» **Work instructions**
Write down each entry again, exactly as it reads.

» **Provided information**
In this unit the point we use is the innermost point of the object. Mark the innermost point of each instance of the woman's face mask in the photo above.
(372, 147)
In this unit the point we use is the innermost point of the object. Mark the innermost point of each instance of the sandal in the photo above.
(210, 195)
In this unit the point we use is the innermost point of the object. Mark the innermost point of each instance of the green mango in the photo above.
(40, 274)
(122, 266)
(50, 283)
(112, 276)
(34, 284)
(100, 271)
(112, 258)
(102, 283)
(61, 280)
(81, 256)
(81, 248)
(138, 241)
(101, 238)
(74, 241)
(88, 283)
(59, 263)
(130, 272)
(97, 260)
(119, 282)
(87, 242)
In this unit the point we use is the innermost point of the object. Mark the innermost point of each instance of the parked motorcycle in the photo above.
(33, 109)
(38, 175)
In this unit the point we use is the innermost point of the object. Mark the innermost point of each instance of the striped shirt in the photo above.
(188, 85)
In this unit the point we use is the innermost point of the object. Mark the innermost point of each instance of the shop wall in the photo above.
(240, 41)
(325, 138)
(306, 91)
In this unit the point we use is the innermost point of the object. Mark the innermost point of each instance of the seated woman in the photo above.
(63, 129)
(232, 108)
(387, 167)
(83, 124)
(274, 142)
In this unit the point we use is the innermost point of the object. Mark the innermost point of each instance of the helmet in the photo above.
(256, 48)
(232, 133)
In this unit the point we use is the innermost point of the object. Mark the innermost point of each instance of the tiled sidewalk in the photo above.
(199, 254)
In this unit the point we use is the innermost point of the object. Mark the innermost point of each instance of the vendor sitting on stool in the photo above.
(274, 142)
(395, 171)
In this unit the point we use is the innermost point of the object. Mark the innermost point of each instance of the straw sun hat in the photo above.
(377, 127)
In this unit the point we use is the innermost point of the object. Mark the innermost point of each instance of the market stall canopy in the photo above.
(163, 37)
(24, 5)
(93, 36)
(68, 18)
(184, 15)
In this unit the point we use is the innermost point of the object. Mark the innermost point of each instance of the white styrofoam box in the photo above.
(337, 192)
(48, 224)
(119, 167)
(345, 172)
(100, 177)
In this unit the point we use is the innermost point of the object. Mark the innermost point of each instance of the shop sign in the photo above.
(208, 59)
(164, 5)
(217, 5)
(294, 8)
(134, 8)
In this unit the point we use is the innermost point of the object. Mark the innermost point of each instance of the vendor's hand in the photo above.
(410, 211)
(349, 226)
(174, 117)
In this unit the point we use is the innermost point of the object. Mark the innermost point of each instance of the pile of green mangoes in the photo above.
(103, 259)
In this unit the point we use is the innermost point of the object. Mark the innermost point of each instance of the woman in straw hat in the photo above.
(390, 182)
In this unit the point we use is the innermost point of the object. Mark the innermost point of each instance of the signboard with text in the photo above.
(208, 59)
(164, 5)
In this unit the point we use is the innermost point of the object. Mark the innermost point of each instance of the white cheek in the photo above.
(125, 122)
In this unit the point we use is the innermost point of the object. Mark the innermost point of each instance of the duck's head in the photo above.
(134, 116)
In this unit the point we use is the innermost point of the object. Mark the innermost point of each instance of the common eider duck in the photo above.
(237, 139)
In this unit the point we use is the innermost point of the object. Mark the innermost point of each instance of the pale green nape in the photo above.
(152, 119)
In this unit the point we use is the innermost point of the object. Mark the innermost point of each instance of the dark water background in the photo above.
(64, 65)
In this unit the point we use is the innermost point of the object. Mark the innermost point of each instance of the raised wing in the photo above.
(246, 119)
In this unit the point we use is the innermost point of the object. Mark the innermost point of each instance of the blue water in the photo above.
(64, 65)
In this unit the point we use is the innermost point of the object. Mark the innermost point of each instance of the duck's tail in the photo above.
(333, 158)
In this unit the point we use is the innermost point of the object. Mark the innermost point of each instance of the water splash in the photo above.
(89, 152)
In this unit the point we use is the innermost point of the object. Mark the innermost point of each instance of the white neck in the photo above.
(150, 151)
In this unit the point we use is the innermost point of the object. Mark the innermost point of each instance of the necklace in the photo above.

» **Full output**
In this unit the point we use is the innermost point of the object. Mark the innermost point of each instance of the woman's face mask in the photo above.
(372, 147)
In this unit the point we use is the innermost point of the object. Mark the innermost point of each instance of the sandal in the photo above.
(210, 195)
In this unit the point we use is the innermost point of the object. Mark the innermost point of each instance of the green mango in the photo above.
(40, 274)
(122, 266)
(50, 283)
(112, 276)
(34, 284)
(100, 271)
(112, 258)
(102, 283)
(61, 280)
(81, 256)
(81, 248)
(138, 241)
(101, 238)
(74, 241)
(88, 283)
(59, 263)
(130, 272)
(97, 260)
(119, 282)
(87, 242)
In this unit the point we use is the innermost point of the object. Mark the innermost point of each instance of the parked motorcycle in the photo above.
(33, 109)
(38, 175)
In this unit the point we use is the innermost point of the object. Mark the innermost point of each instance of the striped shirt in the photo above.
(188, 85)
In this unit the point we use is the innermost point of the object. Mark the innermost point of each instance of the shop wall in the photo above.
(240, 41)
(325, 138)
(306, 91)
In this unit the point we use is the innermost point of the object. Mark the innermost point of each instance of the seated woman in the photo above.
(63, 129)
(232, 108)
(387, 167)
(83, 124)
(274, 142)
In this unit the point we use is the innermost point of the object. Mark the innermost point of each instance of the helmet in the photo above.
(256, 48)
(232, 133)
In this unit the point we use is the innermost point of the object. Mark the innermost point of each instance of the tiled sidewalk in the photo above.
(199, 254)
In this unit the point we use is the innermost point of the object. Mark the innermost point of each instance of the vendor sitting on stool in the photo above.
(274, 142)
(395, 171)
In this unit the point we use is the innermost point of the object. Mark the innermost point of each instance of the straw sun hat in the photo above.
(377, 127)
In this unit the point we use is the innermost point of the object. Mark the innermost point of each instance of the market stall canopy in the photo above.
(163, 37)
(24, 5)
(93, 36)
(68, 18)
(184, 15)
In this unit the point we use is the innermost point of the object. Mark the innermost point of each instance of the white styrofoam box in the photo above.
(337, 192)
(48, 224)
(119, 167)
(345, 172)
(100, 177)
In this unit the point we use is the innermost point of the object. Mark the innermost point of each instance of the shop sign in the photo above.
(208, 59)
(164, 5)
(217, 5)
(294, 8)
(134, 8)
In this unit the point we use is the innermost point of the object. Mark the innermost point of each instance of the vendor's hand in the photo above.
(410, 211)
(349, 226)
(174, 117)
In this unit the point we use is the innermost point of the object. Mark the innermost point of each instance of the pile of green mangoes in the photo above.
(103, 259)
In this unit the point we use is the innermost point of the object. Mark the innermost point of each instance of the woman in straw hat in the photo above.
(390, 182)
In this unit the point we use is the innermost point of the object. Mark the innermost point of each instance of the signboard with text in the photo above.
(208, 59)
(164, 5)
In this unit the point we use is the innermost point of the object. Mark the innermost point of each instance of the white cheek in the photo above.
(125, 122)
In this unit the point we use is the innermost point of the object. Mark the innermost point of each instance of the duck's head in the photo above.
(134, 116)
In this unit the point we use is the innermost point of the object. Mark the innermost point of each instance of the common eider duck in the photo above.
(237, 139)
In this unit the point we use is the innermost point of the object. Mark the innermost point of each instance of the pale green nape in the photo above.
(152, 119)
In this unit the point we use is the innermost point of the object. Mark the innermost point of each instance of the dark water background in the photo above.
(64, 65)
In this unit the point we use is the innermost point of the object. Mark the innermost point of each instance of the raised wing in the photo above.
(246, 119)
In this unit the point we use is the innermost point of the object. Mark the innermost point of each instance of the blue water in the photo above.
(64, 65)
In this unit the point we use is the innermost point of the object. Mark the innermost point of each instance of the duck's tail in the photo above.
(333, 158)
In this unit the point we use is the innermost point of the object. Mark the innermost point of each instance of the water splash in the photo above.
(89, 152)
In this unit the point we use is the innermost point of the object. Mark the innermost point of each instance of the white neck in the photo above.
(150, 151)
In this unit the point we use is the innermost point of the object. Mark the innermost point of each instance of the necklace in the photo above.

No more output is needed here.